- STORED RECORDS -

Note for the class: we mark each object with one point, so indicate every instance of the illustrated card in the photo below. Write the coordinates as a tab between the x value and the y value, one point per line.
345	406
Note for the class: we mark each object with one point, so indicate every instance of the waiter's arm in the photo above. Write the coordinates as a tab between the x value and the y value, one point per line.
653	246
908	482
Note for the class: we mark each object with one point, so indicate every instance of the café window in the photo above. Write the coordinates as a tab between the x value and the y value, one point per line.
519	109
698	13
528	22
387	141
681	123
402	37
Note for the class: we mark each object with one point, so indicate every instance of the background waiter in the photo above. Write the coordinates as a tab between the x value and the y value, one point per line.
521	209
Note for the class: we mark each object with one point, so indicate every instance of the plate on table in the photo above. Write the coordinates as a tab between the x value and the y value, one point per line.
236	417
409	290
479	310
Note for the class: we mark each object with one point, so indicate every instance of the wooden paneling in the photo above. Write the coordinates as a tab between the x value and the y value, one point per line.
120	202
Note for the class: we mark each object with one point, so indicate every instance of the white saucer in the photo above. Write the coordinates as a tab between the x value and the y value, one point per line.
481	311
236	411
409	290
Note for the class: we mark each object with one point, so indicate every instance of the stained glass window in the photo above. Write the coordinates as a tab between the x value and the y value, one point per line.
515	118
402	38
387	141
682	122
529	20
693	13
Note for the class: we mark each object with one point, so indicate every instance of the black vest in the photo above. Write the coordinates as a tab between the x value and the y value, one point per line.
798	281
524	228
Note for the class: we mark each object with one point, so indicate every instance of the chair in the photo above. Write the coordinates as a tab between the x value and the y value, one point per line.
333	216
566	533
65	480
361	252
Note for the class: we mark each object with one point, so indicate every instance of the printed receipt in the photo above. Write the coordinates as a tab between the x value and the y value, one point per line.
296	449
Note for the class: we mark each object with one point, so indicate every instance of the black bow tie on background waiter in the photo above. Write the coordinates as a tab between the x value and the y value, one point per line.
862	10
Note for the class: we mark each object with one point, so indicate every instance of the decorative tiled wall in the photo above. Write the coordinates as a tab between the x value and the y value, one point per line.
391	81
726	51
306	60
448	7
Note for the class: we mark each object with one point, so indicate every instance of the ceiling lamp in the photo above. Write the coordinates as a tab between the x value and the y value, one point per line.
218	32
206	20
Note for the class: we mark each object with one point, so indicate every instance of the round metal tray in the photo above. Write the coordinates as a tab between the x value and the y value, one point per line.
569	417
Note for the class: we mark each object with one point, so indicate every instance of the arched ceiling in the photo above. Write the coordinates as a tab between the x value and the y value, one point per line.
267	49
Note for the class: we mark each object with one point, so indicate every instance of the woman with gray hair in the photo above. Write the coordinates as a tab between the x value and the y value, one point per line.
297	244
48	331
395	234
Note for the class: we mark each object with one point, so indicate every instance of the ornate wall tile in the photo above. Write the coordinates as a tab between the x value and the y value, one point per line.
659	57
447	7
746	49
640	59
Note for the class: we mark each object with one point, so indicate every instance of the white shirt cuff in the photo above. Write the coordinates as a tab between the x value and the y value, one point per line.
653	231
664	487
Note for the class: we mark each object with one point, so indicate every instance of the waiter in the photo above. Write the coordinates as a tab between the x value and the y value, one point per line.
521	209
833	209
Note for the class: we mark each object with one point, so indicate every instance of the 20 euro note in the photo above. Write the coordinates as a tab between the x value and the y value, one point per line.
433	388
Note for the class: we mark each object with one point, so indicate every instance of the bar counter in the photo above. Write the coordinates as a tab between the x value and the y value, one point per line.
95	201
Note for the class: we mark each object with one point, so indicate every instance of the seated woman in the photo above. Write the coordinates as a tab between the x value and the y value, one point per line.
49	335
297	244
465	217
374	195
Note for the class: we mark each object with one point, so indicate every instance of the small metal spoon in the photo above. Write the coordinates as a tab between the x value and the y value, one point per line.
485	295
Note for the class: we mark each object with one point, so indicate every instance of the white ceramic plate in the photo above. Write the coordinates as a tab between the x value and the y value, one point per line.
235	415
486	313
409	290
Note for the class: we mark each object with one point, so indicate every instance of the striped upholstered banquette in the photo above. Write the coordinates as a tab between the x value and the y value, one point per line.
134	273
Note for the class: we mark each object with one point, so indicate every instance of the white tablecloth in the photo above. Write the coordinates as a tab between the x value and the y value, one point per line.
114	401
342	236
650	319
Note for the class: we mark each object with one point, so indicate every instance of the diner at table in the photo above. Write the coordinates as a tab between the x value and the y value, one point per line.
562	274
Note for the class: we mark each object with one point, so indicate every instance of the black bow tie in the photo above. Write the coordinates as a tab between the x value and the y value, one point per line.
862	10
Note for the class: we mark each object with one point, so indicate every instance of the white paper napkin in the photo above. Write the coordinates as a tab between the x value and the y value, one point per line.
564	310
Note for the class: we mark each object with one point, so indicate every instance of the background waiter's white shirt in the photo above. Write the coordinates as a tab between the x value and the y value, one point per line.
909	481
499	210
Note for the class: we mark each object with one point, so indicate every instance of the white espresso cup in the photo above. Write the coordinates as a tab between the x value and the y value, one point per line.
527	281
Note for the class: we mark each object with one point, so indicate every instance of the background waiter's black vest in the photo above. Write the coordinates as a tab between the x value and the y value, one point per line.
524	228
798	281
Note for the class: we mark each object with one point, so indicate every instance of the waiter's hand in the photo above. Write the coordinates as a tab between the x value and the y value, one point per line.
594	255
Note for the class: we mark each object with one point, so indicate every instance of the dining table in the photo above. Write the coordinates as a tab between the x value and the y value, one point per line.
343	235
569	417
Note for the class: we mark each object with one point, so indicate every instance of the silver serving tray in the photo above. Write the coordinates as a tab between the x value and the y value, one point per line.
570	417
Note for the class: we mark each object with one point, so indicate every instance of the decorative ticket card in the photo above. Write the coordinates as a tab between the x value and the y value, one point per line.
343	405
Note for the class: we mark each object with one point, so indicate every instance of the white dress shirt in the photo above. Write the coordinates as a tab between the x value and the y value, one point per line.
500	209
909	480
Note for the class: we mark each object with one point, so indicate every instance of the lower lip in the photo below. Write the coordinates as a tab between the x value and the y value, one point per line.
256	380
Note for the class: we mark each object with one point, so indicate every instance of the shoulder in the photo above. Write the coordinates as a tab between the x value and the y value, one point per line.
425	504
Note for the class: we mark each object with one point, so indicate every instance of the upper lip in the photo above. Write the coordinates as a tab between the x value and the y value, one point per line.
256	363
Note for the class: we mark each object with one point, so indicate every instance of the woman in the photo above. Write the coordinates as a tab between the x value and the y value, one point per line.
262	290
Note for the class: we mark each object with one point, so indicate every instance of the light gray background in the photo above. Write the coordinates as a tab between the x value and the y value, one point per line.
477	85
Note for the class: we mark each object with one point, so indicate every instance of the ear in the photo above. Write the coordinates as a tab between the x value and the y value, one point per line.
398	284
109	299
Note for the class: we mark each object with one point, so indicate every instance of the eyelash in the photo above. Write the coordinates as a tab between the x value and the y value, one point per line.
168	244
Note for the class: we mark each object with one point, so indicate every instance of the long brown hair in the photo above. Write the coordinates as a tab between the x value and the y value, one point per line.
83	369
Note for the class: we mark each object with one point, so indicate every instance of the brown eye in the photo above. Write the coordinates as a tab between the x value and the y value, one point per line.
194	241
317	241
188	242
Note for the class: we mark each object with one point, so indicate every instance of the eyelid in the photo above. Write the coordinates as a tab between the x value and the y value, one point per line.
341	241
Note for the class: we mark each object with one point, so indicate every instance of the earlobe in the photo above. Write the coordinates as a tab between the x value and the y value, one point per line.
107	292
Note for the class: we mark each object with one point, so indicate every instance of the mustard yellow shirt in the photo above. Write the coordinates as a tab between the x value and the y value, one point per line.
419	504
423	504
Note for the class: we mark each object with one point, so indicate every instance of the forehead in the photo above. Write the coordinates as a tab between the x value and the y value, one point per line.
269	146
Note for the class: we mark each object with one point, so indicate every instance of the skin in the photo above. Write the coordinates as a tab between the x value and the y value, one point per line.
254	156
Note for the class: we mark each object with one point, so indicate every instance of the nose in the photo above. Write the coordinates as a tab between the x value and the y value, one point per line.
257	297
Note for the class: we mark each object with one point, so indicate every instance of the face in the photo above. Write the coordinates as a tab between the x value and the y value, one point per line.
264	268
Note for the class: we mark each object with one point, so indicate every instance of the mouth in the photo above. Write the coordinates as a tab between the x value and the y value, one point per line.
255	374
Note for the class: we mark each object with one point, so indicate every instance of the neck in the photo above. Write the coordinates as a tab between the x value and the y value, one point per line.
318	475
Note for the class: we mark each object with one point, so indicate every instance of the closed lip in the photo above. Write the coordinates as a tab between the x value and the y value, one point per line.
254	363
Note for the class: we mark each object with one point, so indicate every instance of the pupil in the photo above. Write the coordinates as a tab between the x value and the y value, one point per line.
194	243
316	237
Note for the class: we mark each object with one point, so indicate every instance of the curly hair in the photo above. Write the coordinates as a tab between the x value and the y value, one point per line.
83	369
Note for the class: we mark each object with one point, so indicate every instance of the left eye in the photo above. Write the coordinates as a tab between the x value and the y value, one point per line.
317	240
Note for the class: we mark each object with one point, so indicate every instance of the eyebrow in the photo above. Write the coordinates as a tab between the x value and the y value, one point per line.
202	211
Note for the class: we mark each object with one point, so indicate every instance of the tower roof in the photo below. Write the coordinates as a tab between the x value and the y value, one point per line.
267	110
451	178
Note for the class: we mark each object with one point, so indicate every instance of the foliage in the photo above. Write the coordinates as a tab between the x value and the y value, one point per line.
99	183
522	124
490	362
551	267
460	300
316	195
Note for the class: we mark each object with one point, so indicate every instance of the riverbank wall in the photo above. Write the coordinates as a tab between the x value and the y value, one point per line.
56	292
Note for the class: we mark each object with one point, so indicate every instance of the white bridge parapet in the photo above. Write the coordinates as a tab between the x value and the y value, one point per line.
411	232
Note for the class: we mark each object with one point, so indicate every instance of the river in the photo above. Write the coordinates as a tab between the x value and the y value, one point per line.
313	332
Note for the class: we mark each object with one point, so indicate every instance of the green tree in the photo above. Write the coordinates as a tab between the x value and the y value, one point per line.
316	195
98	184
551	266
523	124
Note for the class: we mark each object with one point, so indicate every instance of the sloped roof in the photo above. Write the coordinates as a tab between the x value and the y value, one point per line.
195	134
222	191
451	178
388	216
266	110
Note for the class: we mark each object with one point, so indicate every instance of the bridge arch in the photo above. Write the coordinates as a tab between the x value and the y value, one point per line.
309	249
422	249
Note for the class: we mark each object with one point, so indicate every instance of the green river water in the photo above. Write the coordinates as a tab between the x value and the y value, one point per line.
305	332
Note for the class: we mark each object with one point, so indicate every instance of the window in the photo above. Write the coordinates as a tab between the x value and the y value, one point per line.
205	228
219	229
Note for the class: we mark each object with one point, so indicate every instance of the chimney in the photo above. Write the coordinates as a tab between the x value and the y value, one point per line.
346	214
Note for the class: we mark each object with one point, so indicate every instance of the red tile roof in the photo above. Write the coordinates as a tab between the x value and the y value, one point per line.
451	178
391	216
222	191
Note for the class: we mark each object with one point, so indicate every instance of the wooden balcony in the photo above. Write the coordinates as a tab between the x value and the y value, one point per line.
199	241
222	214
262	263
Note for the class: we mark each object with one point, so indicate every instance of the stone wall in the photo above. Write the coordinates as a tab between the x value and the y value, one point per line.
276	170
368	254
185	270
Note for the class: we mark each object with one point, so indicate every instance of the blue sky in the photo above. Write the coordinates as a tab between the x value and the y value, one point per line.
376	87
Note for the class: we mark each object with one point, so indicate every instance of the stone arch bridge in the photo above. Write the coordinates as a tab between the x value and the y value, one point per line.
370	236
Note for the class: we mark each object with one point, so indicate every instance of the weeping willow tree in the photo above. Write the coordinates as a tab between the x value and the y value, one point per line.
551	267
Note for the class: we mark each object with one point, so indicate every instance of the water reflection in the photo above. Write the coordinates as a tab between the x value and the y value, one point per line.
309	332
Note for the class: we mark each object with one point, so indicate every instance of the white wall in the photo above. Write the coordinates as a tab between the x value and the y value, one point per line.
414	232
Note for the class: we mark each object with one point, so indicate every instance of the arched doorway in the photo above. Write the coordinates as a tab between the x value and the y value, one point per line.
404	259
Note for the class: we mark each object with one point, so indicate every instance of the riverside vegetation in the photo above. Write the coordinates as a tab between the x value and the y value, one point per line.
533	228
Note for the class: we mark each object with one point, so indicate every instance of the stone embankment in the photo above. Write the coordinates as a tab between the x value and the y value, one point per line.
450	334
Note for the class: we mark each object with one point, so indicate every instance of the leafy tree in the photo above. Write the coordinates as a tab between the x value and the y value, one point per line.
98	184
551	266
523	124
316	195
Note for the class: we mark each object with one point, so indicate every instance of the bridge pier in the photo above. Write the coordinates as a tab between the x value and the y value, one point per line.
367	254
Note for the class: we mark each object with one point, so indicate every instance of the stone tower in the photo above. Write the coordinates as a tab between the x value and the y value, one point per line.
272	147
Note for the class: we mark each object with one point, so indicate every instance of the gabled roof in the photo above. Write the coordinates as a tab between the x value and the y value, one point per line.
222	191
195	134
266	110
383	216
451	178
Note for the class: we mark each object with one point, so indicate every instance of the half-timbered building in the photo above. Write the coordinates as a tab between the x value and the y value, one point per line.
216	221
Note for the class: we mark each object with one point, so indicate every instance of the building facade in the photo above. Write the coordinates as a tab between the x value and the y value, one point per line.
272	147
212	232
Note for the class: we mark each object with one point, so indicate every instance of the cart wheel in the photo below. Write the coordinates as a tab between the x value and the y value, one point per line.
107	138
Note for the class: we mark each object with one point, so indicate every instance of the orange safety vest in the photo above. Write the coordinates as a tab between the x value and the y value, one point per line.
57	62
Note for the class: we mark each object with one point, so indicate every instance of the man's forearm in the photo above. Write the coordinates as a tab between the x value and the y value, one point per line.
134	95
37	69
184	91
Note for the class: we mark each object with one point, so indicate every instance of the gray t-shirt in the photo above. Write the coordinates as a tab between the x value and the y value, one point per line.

- SET EXERCISE -
Set out everything from the line containing "of the orange" down to the end of the records above as a numbered list, skipping any blank lines.

- SOLUTION TO THIS TASK -
1. Note for the class: we mark each object with one point, so indicate every instance of the orange safety vest in the photo above. Write the coordinates as a tab between the x value and the y value, one point per line.
2. 57	62
3. Note for the class: we mark each object with one point, so indicate every instance of the man's forearm in the photo above. Write the coordinates as a tab between the x value and the y value, one point per line.
4. 134	95
5. 37	69
6. 184	91
7. Note for the class: we mark each object with one point, so indicate every instance of the gray t-shirt in the photo above. Write the coordinates as a tab between the x value and the y value, one point per line.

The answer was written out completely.